- [Provided text]:
DO YOU REALLY LISTEN TO YOUR PATIENTS?
When people come to you in pain, what do you do? Do you sit there and ask them a litany of questions, writing them down without making any eye contact? Or do you just listen and hope that you remember everything later? Or do you do a bit of both?
Take yourself out of the picture and put yourself in your patient’s shoes.
Ego is big thing in health care. We have all seen it, whatever profession you are in. The ego is such a mind suck when it comes to treating patients one on one. Leave it on the table for crying out loud. The ego will never win my friends. It is too hungry and will never get satisfied.
But your soul will. Your ego should not make your business decisions. Your soul should.
Doing one on one work as we do, we develop a special bond with our patients. When I worked on Wall Street, I developed this same special relationship with my clients. Completely different professions but the principles are the same. It is called TRUST.
When you meet someone for the first time, take their history, perform the clinical evaluation etc., you are developing a relationship with that person. First impressions matter.
I once had a patient who told me that after telling her story to me, she felt so much better that she felt she did not need to come back. She was pain free. And all that took was just looking her in the eye and lending an ear. Is that hard?
As Physical Therapists, we all want to help people in our own way. Every patient is different and will have different needs. The person who just had an ACL repair will need something different than someone who has had chronic pelvic pain for 10 years. Right?

- [Dataset extract]:
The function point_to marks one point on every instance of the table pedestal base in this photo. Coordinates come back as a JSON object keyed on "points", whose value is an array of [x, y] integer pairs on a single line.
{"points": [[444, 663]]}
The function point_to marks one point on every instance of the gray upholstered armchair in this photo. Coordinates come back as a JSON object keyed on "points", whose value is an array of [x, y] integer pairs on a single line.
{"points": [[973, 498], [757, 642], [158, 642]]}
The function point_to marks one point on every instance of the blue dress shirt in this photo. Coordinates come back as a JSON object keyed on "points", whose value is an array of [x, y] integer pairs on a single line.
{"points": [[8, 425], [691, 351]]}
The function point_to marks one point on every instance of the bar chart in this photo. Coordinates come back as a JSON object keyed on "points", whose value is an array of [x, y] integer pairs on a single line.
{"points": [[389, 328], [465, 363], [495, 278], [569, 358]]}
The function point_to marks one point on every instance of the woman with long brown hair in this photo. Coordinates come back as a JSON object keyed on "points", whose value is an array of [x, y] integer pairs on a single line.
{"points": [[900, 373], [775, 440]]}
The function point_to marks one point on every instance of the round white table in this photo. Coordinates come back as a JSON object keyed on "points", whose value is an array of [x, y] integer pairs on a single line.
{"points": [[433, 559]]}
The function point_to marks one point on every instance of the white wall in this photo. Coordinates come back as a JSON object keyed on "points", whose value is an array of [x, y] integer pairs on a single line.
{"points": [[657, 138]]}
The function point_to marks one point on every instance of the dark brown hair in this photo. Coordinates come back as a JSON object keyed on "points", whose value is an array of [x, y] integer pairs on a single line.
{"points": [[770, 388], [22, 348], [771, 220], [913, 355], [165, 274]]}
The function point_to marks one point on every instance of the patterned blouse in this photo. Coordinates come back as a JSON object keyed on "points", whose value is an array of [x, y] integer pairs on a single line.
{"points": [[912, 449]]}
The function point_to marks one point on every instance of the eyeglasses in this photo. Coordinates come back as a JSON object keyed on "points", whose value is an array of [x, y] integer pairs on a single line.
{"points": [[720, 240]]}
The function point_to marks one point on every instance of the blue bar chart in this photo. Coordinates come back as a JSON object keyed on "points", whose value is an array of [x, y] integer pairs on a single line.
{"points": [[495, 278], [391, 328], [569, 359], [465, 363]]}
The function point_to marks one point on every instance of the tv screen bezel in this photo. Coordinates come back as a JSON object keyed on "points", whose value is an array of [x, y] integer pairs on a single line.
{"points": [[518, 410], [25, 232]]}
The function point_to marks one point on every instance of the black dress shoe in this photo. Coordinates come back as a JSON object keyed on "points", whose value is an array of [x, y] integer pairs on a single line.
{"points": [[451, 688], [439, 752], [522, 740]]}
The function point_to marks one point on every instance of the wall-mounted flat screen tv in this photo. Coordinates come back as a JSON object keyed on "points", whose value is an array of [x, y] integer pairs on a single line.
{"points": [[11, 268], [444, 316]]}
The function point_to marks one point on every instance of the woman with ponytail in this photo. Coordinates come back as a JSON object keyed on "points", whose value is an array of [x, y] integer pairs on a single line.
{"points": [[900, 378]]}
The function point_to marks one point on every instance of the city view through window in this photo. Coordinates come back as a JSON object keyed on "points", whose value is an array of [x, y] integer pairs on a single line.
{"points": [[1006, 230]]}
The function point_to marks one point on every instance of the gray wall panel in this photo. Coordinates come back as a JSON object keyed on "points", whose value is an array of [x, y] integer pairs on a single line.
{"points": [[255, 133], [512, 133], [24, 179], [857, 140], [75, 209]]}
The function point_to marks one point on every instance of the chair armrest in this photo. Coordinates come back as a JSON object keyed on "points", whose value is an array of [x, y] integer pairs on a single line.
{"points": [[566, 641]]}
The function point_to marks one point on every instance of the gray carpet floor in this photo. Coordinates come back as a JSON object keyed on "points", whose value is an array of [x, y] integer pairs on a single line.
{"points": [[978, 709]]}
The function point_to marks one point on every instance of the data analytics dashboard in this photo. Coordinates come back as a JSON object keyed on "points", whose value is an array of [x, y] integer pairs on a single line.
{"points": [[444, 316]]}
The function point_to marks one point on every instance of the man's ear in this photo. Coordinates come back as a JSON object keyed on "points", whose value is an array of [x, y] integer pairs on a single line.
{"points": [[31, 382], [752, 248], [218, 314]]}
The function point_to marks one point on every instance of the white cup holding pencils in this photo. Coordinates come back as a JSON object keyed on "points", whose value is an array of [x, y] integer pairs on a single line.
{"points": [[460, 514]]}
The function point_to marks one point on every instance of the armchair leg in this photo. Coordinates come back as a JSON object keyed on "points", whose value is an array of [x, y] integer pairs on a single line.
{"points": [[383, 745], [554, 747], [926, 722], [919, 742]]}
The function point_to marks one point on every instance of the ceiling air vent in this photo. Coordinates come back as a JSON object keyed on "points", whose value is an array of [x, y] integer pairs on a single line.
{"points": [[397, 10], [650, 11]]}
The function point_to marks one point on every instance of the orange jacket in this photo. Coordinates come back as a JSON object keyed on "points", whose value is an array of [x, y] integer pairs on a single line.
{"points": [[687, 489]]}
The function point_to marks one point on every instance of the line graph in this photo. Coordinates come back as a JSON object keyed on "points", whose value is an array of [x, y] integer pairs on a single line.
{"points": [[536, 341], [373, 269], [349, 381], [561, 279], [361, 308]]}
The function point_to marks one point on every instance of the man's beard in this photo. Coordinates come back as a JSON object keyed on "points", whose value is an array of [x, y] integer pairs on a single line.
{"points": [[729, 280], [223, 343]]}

- [Your objective]: Extend the essay on whether physical therapists truly listen to their patients, beginning immediately after its final sentence.

- [Result for this exercise]:
It is all about understanding the needs of the person who is sitting in front of you. And that takes listening and asking the right questions.
Ask the patient what they think is their problem. After all, it is their body. And trust me, if they have had chronic pain they will have a theory.
And if you ignore that theory or let your ego take over believing that they are wrong about what ails them, then you will miss an important part of the interaction and that is their belief system.
If you listen long and hard you will be able to find a way into their system whether it is by validating or invalidating their belief.
Your patient is at the center of whatever model, puzzle, paradigm that you use in your clinical reasoning process. If they are not at the forefront of your decision making then you invariably make a conscious choice to step away from the HUMAN side of medicine and throw away the HEAL in HEAL-ing and the HEAL in HEAL-thcare.